BEGIN
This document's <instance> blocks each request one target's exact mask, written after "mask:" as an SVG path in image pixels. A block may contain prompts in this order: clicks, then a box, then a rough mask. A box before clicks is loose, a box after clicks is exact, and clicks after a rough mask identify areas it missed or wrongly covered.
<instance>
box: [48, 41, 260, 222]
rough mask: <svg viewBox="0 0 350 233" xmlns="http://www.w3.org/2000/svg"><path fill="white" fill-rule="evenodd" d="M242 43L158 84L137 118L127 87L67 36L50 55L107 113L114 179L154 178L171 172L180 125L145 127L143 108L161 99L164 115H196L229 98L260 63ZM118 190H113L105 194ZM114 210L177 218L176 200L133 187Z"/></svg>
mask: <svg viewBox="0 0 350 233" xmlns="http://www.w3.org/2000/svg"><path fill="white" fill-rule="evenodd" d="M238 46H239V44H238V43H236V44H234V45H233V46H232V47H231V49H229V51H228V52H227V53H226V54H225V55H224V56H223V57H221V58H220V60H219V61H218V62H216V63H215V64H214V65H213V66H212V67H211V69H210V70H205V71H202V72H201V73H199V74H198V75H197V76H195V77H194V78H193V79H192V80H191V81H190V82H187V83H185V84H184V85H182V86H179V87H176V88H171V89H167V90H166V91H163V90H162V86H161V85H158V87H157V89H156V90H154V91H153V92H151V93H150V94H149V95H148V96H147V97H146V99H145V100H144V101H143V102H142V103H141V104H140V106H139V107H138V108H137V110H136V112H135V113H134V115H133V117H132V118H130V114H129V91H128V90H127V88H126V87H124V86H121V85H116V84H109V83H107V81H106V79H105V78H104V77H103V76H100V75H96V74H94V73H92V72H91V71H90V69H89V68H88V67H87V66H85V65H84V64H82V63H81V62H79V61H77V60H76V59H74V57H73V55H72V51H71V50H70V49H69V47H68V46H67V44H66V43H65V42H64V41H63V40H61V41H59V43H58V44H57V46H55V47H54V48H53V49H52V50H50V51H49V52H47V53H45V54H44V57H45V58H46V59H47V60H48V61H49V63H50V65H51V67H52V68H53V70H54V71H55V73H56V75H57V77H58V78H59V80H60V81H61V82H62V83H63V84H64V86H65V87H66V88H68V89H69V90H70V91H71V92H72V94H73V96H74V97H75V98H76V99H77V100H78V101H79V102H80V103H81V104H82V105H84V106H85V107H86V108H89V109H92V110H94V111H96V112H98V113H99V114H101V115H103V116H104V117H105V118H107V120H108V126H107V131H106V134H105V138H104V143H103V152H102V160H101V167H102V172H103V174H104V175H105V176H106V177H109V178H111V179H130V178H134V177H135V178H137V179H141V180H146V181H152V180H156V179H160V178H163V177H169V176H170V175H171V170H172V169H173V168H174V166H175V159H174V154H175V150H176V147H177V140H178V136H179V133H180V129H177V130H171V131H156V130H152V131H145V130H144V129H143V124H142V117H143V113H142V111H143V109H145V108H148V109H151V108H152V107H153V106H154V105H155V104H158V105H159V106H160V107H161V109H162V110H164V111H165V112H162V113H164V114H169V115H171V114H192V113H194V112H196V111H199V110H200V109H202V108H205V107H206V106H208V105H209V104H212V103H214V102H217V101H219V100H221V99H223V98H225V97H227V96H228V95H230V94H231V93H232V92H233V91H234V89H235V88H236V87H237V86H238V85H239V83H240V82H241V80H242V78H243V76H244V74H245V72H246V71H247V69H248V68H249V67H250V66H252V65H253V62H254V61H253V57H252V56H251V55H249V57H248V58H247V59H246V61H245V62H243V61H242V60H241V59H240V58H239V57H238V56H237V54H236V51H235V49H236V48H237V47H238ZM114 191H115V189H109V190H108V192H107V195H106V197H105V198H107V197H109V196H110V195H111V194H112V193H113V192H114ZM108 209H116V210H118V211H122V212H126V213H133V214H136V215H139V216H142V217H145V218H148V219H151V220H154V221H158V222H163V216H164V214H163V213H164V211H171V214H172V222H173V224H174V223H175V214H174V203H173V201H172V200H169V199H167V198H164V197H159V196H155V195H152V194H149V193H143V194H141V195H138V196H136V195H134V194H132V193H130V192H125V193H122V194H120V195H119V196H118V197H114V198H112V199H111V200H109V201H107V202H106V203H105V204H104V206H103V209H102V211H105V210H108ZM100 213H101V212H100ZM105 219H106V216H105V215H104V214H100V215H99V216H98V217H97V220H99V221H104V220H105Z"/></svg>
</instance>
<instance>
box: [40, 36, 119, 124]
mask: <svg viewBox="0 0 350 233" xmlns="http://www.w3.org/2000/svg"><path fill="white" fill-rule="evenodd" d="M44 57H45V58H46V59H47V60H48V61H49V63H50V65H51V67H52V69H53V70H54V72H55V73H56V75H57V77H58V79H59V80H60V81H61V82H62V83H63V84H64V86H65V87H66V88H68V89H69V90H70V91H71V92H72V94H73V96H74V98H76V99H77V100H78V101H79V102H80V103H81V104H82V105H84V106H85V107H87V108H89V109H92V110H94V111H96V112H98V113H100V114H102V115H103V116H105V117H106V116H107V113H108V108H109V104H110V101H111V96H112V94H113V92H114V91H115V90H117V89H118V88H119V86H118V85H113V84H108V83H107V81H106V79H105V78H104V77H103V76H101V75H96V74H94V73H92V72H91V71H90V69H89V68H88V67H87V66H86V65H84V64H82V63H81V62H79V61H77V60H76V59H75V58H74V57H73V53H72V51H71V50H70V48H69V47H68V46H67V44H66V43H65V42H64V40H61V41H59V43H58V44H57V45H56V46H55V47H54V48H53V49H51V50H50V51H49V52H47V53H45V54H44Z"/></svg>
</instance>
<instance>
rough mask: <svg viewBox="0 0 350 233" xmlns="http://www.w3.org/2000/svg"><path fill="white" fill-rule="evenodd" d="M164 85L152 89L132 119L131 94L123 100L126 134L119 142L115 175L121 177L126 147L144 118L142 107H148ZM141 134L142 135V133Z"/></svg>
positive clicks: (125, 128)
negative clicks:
END
● Your task
Set down each entry again, exactly as written.

● Response to the exercise
This document's <instance> blocks each request one target's exact mask, written after "mask:" as an SVG path in image pixels. A block may contain prompts in this order: clicks, then a box, then a rough mask. A box before clicks is loose, a box after clicks is exact, and clicks after a rough mask identify areas it missed or wrongly covered.
<instance>
box: [48, 41, 260, 222]
rough mask: <svg viewBox="0 0 350 233" xmlns="http://www.w3.org/2000/svg"><path fill="white" fill-rule="evenodd" d="M242 43L158 84L137 118L127 87L67 36L50 55L107 113L114 179L154 178L171 172L180 125L145 127L143 108L161 99L164 115H196L229 98L260 63ZM118 190H113L105 194ZM114 210L177 218L176 200L133 187Z"/></svg>
mask: <svg viewBox="0 0 350 233" xmlns="http://www.w3.org/2000/svg"><path fill="white" fill-rule="evenodd" d="M238 46H239V44H238V43H236V44H234V45H233V46H232V47H231V49H229V51H228V52H227V53H226V54H225V55H224V56H223V57H221V58H220V60H219V61H218V62H216V63H215V64H214V65H213V66H212V67H211V69H210V70H205V71H202V72H201V73H199V74H198V75H197V76H195V77H194V78H193V79H192V80H191V81H190V82H187V83H185V84H184V85H182V86H179V87H176V88H171V89H167V90H166V91H163V90H162V86H161V85H158V87H157V89H156V90H154V91H153V92H151V93H150V94H149V95H148V96H147V97H146V99H145V100H144V101H143V102H142V103H141V104H140V106H139V107H138V108H137V110H136V112H135V113H134V115H133V117H132V118H130V114H129V91H128V90H127V88H126V87H124V86H121V85H116V84H109V83H107V81H106V79H105V78H104V77H103V76H100V75H96V74H94V73H92V72H91V71H90V69H89V68H88V67H87V66H85V65H84V64H82V63H81V62H79V61H77V60H76V59H74V57H73V55H72V51H71V50H70V49H69V47H68V46H67V44H66V43H65V42H64V41H63V40H61V41H59V43H58V44H57V46H55V47H54V48H53V49H52V50H50V51H49V52H47V53H45V54H44V57H45V58H46V59H47V60H48V61H49V63H50V65H51V67H52V68H53V70H54V71H55V73H56V75H57V77H58V78H59V80H60V81H61V82H62V83H63V84H64V86H65V87H66V88H68V89H69V90H70V91H71V92H72V94H73V96H74V97H75V98H76V99H77V100H78V101H79V102H80V103H81V104H82V105H84V106H85V107H86V108H89V109H92V110H94V111H96V112H98V113H99V114H101V115H103V116H104V117H105V118H107V120H108V126H107V131H106V134H105V138H104V143H103V152H102V160H101V167H102V172H103V174H104V175H105V176H106V177H109V178H111V179H130V178H134V177H135V178H137V179H141V180H146V181H152V180H156V179H160V178H163V177H169V176H170V175H171V170H172V169H173V168H174V166H175V159H174V154H175V150H176V147H177V140H178V136H179V133H180V129H177V130H171V131H156V130H152V131H145V130H144V129H143V124H142V117H143V113H142V111H143V109H145V108H148V109H151V108H152V107H153V106H154V105H155V104H158V105H159V106H160V107H161V109H162V110H164V111H165V112H162V113H164V114H169V115H171V114H192V113H194V112H196V111H199V110H200V109H202V108H205V107H206V106H208V105H209V104H212V103H214V102H217V101H219V100H221V99H223V98H225V97H227V96H228V95H230V94H231V93H232V92H233V91H234V89H235V88H236V87H237V86H238V85H239V83H240V82H241V80H242V78H243V76H244V74H245V72H246V71H247V69H248V68H249V67H250V66H252V65H253V62H254V61H253V57H252V56H251V55H249V57H248V58H247V59H246V61H245V62H243V61H242V60H241V59H240V58H239V57H238V56H237V54H236V51H235V49H236V48H237V47H238ZM114 191H115V189H109V190H108V192H107V195H106V197H105V198H107V197H109V196H110V195H111V194H112V193H113V192H114ZM108 209H116V210H118V211H122V212H126V213H133V214H136V215H139V216H142V217H145V218H148V219H151V220H154V221H158V222H163V216H164V214H163V213H164V211H171V214H172V222H173V224H174V223H175V214H174V203H173V201H172V200H169V199H167V198H164V197H159V196H155V195H152V194H149V193H143V194H141V195H138V196H136V195H134V194H132V193H130V192H125V193H122V194H120V195H119V196H118V197H114V198H112V199H111V200H109V201H107V202H106V203H105V204H104V206H103V209H102V211H105V210H108ZM100 213H101V212H100ZM105 219H106V216H105V215H104V214H100V215H99V216H98V217H97V220H99V221H104V220H105Z"/></svg>
</instance>
<instance>
box: [40, 36, 119, 124]
mask: <svg viewBox="0 0 350 233" xmlns="http://www.w3.org/2000/svg"><path fill="white" fill-rule="evenodd" d="M44 57H45V58H46V59H47V60H48V61H49V63H50V65H51V67H52V69H53V70H54V72H55V73H56V75H57V77H58V79H59V80H60V81H61V82H62V83H63V84H64V86H65V87H66V88H68V89H69V90H70V91H71V92H72V94H73V96H74V98H76V99H77V100H78V101H79V102H80V103H81V104H82V105H84V106H85V107H87V108H89V109H92V110H94V111H96V112H98V113H100V114H102V115H103V116H105V117H106V116H107V113H108V108H109V104H110V101H111V96H112V94H113V92H114V91H115V90H117V89H118V88H119V86H118V85H113V84H108V83H107V81H106V79H105V78H104V77H103V76H101V75H96V74H94V73H92V72H91V71H90V69H89V68H88V67H87V66H86V65H84V64H82V63H81V62H79V61H77V60H76V59H75V58H74V57H73V53H72V51H71V50H70V48H69V47H68V46H67V44H66V43H65V42H64V40H61V41H59V43H58V44H57V45H56V46H55V47H54V48H53V49H51V50H50V51H49V52H47V53H45V54H44Z"/></svg>
</instance>
<instance>
rough mask: <svg viewBox="0 0 350 233" xmlns="http://www.w3.org/2000/svg"><path fill="white" fill-rule="evenodd" d="M164 85L152 89L132 119L131 94L123 100L126 134L119 142L115 175L121 177L126 147L144 118L142 107H148ZM141 134L142 135V133Z"/></svg>
positive clicks: (125, 128)
negative clicks:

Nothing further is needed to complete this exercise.